● **Задание A**: Куда и зачем спешит приятель рассказчика со своей спутницей, согласно фрагменту страницы?
● **Задание B**: Перечислите все продукты, из которых состоит завтрак рассказчика в первом абзаце фрагмента страницы (после слов «как у нас, матерых холостяков, принято»).
● **Задание C**: Продублируйте без изменений всё от слов «И тут в самый» и вниз до слов «не каждому дано.» во фрагменте страницы.

● **Фрагмент страницы**:
────────
Чужая радость и чужая боль

Сергей Козин
Сижу я тут надысь с утреца, значит, завтракаю, чинно-благородно, как у нас, матерых холостяков, принято – позавчерашней гречкой, селедкой из банки, подсохшей черняшкой, на газетке культурненько порезанной. За окном серо, сыро и уныло, зато в доме свежо, потому как топят хреново, но я чайком отогреваюсь и новости поглядываю. По ящику показывают голодающих сирийских беженцев, бегущих от террористов и бомбежек на буржуйские харчи; хохлов, прыгающих от стужи без нашего газа под Верку Сердючку; да штатовских ниггеров-наркодилеров, устроивших кровавое побоище на празднике зомби. На душе сразу теплеет от горячего сочувствия к сирым и убогим, а сердце переполняется уверенностью в завтрашнем дне, гордостью за великую страну, крымнаш, армию и лично наимудрейшего Президента.

И тут в самый разгар такой благости вдруг приходит мне по аське послание старого приятеля, недавно в Италию подавшегося развеяться со своей бабой. Пишет он мне, чудак, что наслаждается сейчас видом Везувия, теплынью и небом голубым, сидя террасе палаццо в Неаполе, лопает спагетти с моцареллой и ризотто с санкционными трюфелями, заедает брокколи и спаржей, запивая къянти и просекко брютом.  Я ему так спокойненько и почти доброжелательно брякнул, чтоб он, мол, не переусердствовал, а то в рамку металлоискателя аэропорта не пролезет. И тут он мне, понимаете ли, предъяву кидает, что я, такой-растакой, за него радоваться не умею, от зависти кисну и вообще и не друг, и не враг, а так. Типо, к чужому горю враз найдутся охотники соплей налить, а вот кайф разделить дистанционно – не каждому дано.

И вообще он с телкой спешит на Капри дайвингом заняться, а мне шлет на память фотку со своими объедками. Хотел я ему вдогонку напутствие теплое послать, но не успел, потух огонек зелененький. Нет, лично к нему я претензий не имею, мужик правильный, из грязи в князи поднялся трудом относительно честным, это все жена его от компашки нашей гаражной отвадила и к излишествам своим заморским пристегнула. Но тут мне в голову мыслишка пришла нехорошая, так что я последнюю черствую горбушку догрызть забыл. Это как, получается, выходит – он там по заграницам разъезжает, ништяки собирает, а я тут за него шибко счастлив должен быть? И вроде как мы привыкли уже, что надо бы радоваться чужому благу, а огорчаться не своему горю, да вот как-то все наоборот получается.
────────
● **Данные набора**:
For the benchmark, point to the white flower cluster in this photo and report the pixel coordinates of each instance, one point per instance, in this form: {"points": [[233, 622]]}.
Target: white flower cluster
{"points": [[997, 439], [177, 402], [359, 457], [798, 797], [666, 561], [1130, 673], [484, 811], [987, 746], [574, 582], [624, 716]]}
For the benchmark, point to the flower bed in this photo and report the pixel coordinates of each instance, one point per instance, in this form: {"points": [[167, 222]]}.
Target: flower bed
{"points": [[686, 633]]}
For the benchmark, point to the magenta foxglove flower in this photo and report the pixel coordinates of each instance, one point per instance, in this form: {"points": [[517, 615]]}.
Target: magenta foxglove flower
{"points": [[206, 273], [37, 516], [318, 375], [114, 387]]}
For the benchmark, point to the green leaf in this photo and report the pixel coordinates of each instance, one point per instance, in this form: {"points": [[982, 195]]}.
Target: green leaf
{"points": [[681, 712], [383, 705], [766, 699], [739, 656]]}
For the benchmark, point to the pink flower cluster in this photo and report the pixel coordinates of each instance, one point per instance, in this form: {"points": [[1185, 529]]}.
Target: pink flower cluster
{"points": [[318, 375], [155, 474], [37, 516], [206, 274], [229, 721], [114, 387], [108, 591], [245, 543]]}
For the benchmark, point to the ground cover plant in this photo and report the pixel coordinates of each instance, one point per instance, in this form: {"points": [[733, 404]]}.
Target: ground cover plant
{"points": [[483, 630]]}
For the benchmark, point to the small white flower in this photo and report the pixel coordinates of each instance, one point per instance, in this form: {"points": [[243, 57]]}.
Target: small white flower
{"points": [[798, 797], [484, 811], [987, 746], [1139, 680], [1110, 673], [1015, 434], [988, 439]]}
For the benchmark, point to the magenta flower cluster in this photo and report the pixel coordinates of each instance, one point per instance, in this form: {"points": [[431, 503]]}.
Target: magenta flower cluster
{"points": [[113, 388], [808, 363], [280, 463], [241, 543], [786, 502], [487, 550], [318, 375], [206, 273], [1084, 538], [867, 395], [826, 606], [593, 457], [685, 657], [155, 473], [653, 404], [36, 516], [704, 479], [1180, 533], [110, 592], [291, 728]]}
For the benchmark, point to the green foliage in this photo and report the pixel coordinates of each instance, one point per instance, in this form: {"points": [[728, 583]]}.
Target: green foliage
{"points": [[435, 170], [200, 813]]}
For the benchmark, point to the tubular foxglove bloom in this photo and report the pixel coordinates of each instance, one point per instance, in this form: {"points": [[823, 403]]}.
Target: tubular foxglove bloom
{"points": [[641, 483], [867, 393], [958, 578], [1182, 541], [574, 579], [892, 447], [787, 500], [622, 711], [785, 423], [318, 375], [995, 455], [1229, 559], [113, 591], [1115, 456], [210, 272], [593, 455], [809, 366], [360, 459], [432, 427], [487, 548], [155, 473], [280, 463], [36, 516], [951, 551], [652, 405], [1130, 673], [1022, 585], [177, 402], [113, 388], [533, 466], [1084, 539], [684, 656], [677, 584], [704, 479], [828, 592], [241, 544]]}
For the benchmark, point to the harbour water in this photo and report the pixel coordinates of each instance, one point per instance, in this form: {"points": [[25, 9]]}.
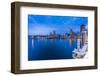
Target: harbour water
{"points": [[50, 49]]}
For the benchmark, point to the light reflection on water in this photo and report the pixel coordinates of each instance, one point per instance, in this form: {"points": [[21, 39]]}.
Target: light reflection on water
{"points": [[41, 49]]}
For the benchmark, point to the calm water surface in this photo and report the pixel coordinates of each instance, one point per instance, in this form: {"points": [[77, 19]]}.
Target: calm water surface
{"points": [[50, 49]]}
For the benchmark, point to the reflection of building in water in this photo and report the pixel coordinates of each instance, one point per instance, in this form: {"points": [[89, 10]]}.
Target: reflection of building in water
{"points": [[83, 33], [72, 36], [70, 42], [33, 43], [82, 44]]}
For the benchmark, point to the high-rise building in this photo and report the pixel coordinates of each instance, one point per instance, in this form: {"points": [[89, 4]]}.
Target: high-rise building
{"points": [[83, 33]]}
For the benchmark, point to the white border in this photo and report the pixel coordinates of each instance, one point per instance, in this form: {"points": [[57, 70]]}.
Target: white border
{"points": [[25, 64]]}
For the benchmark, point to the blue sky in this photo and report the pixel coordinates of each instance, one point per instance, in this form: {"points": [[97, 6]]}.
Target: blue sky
{"points": [[44, 24]]}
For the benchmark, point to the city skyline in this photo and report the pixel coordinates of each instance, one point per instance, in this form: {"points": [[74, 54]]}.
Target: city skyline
{"points": [[44, 24]]}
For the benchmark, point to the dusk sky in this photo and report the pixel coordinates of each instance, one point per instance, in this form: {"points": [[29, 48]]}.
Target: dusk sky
{"points": [[44, 24]]}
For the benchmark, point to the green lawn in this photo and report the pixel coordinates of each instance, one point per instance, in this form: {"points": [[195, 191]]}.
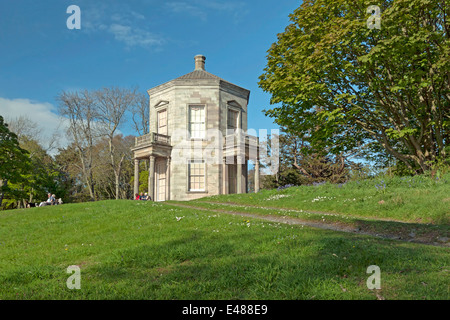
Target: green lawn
{"points": [[145, 250], [418, 199]]}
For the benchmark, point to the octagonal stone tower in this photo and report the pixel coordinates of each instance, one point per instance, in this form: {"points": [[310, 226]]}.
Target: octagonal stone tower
{"points": [[193, 119]]}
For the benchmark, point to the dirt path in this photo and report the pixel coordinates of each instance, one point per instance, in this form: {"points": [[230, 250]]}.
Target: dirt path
{"points": [[335, 226]]}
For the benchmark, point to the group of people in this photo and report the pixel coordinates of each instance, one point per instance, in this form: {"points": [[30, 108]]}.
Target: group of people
{"points": [[142, 196], [51, 201]]}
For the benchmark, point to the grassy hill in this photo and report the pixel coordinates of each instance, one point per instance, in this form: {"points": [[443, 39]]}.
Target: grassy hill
{"points": [[145, 250]]}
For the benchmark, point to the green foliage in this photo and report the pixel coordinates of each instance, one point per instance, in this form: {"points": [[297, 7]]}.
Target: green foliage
{"points": [[348, 85], [14, 162]]}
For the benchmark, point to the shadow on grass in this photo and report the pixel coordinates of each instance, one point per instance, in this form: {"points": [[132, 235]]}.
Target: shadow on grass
{"points": [[321, 265]]}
────────
● **Разбор ответа A**: На Капри, заниматься дайвингом.

● **Разбор ответа B**: Позавчерашняя гречка, селедка из банки, подсохшая черняшка.

● **Разбор ответа C**:
И тут в самый разгар такой благости вдруг приходит мне по аське послание старого приятеля, недавно в Италию подавшегося развеяться со своей бабой. Пишет он мне, чудак, что наслаждается сейчас видом Везувия, теплынью и небом голубым, сидя террасе палаццо в Неаполе, лопает спагетти с моцареллой и ризотто с санкционными трюфелями, заедает брокколи и спаржей, запивая къянти и просекко брютом.  Я ему так спокойненько и почти доброжелательно брякнул, чтоб он, мол, не переусердствовал, а то в рамку металлоискателя аэропорта не пролезет. И тут он мне, понимаете ли, предъяву кидает, что я, такой-растакой, за него радоваться не умею, от зависти кисну и вообще и не друг, и не враг, а так. Типо, к чужому горю враз найдутся охотники соплей налить, а вот кайф разделить дистанционно – не каждому дано.